STORED DATA →
■ ■ ■ ■ ■ ■ ■

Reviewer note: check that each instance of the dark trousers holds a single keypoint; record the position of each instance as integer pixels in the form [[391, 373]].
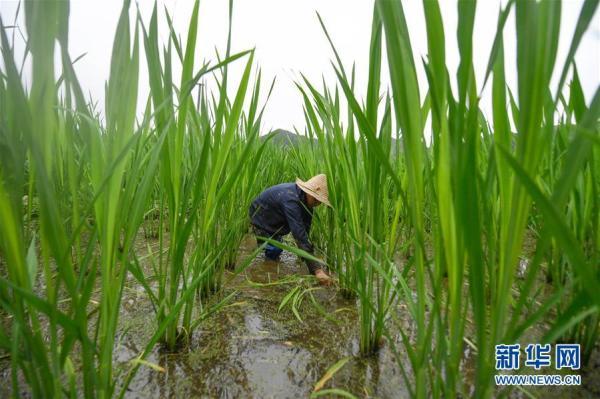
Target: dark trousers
[[271, 251]]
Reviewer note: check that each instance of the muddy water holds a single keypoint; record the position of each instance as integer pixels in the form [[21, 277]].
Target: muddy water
[[250, 349]]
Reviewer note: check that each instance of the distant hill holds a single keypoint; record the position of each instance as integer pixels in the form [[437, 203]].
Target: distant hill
[[284, 138]]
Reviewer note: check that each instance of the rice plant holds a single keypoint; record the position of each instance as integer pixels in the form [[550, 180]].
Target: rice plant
[[487, 235]]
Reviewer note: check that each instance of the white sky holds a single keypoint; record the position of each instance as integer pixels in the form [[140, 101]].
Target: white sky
[[289, 40]]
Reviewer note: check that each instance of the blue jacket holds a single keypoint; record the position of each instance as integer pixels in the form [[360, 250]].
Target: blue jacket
[[281, 209]]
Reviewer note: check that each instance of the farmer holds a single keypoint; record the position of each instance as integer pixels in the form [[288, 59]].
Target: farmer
[[289, 207]]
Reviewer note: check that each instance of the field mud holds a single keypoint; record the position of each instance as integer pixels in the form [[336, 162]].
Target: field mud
[[250, 349]]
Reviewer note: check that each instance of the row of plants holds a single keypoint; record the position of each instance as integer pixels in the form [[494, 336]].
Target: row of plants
[[443, 228], [77, 184]]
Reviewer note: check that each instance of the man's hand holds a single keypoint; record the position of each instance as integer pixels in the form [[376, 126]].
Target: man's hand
[[323, 277]]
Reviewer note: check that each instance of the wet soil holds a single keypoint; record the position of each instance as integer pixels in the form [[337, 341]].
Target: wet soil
[[250, 349]]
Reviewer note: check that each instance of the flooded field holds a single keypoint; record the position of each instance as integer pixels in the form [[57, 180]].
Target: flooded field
[[252, 349]]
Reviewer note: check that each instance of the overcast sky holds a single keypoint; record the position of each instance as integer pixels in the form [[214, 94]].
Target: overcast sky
[[289, 40]]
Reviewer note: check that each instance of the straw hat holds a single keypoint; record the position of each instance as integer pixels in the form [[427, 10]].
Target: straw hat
[[317, 187]]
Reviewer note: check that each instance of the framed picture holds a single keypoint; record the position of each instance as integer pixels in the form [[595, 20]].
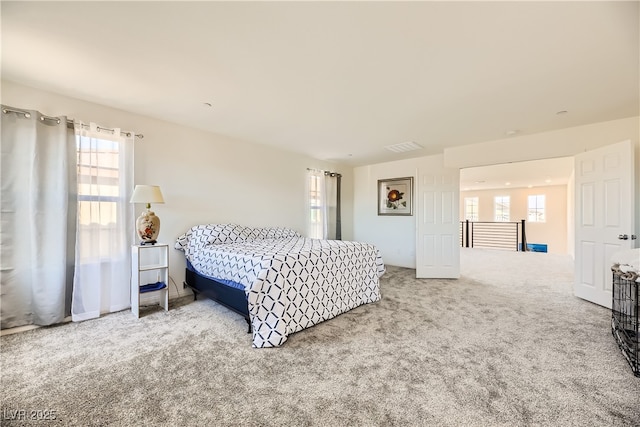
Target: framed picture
[[395, 196]]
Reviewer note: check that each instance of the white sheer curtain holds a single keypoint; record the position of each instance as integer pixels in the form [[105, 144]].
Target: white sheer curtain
[[105, 222], [38, 217], [323, 189]]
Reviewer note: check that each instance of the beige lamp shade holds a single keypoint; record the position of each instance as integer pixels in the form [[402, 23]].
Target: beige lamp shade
[[147, 224]]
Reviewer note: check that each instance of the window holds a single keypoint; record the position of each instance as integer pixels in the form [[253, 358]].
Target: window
[[316, 205], [471, 208], [105, 178], [98, 181], [536, 208], [502, 204]]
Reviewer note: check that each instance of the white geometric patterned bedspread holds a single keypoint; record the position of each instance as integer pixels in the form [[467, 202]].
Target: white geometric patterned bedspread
[[293, 283]]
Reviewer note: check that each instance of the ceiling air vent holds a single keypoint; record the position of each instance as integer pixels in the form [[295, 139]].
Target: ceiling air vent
[[403, 147]]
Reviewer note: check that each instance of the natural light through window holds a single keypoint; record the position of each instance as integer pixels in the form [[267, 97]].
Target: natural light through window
[[471, 208], [502, 206], [316, 221], [98, 181], [536, 208]]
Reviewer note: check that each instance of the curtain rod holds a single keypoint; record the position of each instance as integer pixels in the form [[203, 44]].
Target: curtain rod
[[325, 172], [43, 117]]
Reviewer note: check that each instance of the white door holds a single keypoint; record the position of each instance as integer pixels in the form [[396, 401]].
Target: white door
[[604, 215], [438, 225]]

■ ■ ■ ■ ■ ■ ■

REQUIRED WORK →
Could you copy all of the entries above line for line, without changing anything, and leave out the pictures?

WRITTEN RESPONSE →
Reviewer note: check that each instance of the dark trousers holds a single keypoint; record the position of each instance as integer pixels in the form [[391, 373]].
Target: dark trousers
[[271, 251]]
Reviewer note: check that each instance of the muddy water holds a single keypoint; record the position of each instance as integer pixels in the form [[21, 277]].
Target: muddy water
[[250, 349]]
Reviewer note: check that each instance of the distant hill holds a single keypoint; record the position of each instance as integer pixels in the form [[437, 203]].
Target: distant hill
[[284, 138]]
Reviewer note: check that each instance of the rice plant holds a single keypoint; record the position of each instance as integer pixels in the form [[550, 180]].
Target: rice plant
[[487, 235]]
Reviewer note: check that each instance of the white sky holds a single keypoint; record the position of each instance as integer pixels in the form [[140, 101]].
Target: white sky
[[289, 40]]
Reviewer note: check that each instance of the blue jacket holds a single keypoint; record the position of each instance as integer pixels in the form [[360, 250]].
Target: blue jacket
[[281, 209]]
Reviewer note: check that each instance of the farmer holds a single keypoint; record the position of each instance as integer pixels in the form [[288, 59]].
Target: farmer
[[289, 207]]
Reviewer note: check that each instance of the field mud holds a single keypoint; record the position of each instance as integer pixels in the form [[336, 162]].
Target: field mud
[[250, 349]]
Reviewer note: check that each instance of the row of plants holds a single keypoint; record the position of each instance as integer pixels in the form [[494, 336]].
Target: row of plants
[[443, 228], [77, 184]]
Reviewer note: check that each instance of the man's hand holds a single keypoint; record the position of each instance as integer pixels in the form [[376, 126]].
Target: man's hand
[[323, 277]]
Reviewer note: check that each instance of the wet soil holds a single keypoint; record the position of each instance as integer pixels in the form [[337, 341]].
Target: wet soil
[[250, 349]]
Reviewer note: check that each instance of the flooded field holds a single keypoint; record the position of each instance as integer pixels in the form [[57, 180]].
Target: flooded field
[[252, 349]]
Reviewer note: check that each instance of the overcast sky holds a single keypoint; record the position of each instance as integer pixels in the form [[214, 94]].
Target: overcast sky
[[289, 40]]
Reviewer note: check that each instance of the straw hat holds a single keypoint; record the position of each instance as integer pixels in the form [[427, 10]].
Target: straw hat
[[317, 187]]
Reviewer note: check that each instance of the framed picture holds a single keypoint; record the position of each instance as integer pixels in the form [[595, 20]].
Target: framed picture
[[395, 196]]
Reviewer note: check that each instance of the white sheer curtain holds a single keypoint; record the position of each instance as integer pixels in the form [[105, 144]].
Target: white sheer curtain
[[105, 222], [38, 217], [323, 189]]
Reviewer note: check that each instance of the beige lamp shade holds a single keypoint; record the position of each instance as integer pixels in the form [[402, 23]].
Target: beige lamp shade
[[147, 224]]
Reviewer note: check that each instance of the window holds a single keypoint; record the position of each instance as integer pixels in the form [[253, 358]].
Target: window
[[316, 205], [471, 208], [105, 178], [98, 181], [536, 208], [502, 204]]
Reviewer note: check that each instance of the white geometric patterned bedspread holds a single keypoint; record the position of each instance as integer pixels in the form [[467, 202]].
Target: white geometric patterned bedspread
[[293, 283]]
Reviewer note: check that each instance of the ceiling air vent holds a single keypoint; record the position of each instance as integer pixels in the form [[295, 139]].
Target: ceiling air vent
[[403, 147]]
Reviewer note: check that each instance of the natural light through window holds a single keypoint; record the position of each instance as integer pixels in the form [[267, 97]].
Target: natural light through window
[[471, 208], [502, 206], [316, 221], [98, 181], [536, 208]]
Reviewer note: check that each instance of the curtain rod holds a single keypoint; record the position of each instance as integer pixels in the form [[203, 44]].
Target: curtain rod
[[325, 172], [43, 117]]
Reviewer note: check that each instance of the white door holds a single keypoint; record the position of each instance as integer pixels in the form [[396, 401]].
Target: white door
[[604, 215], [438, 225]]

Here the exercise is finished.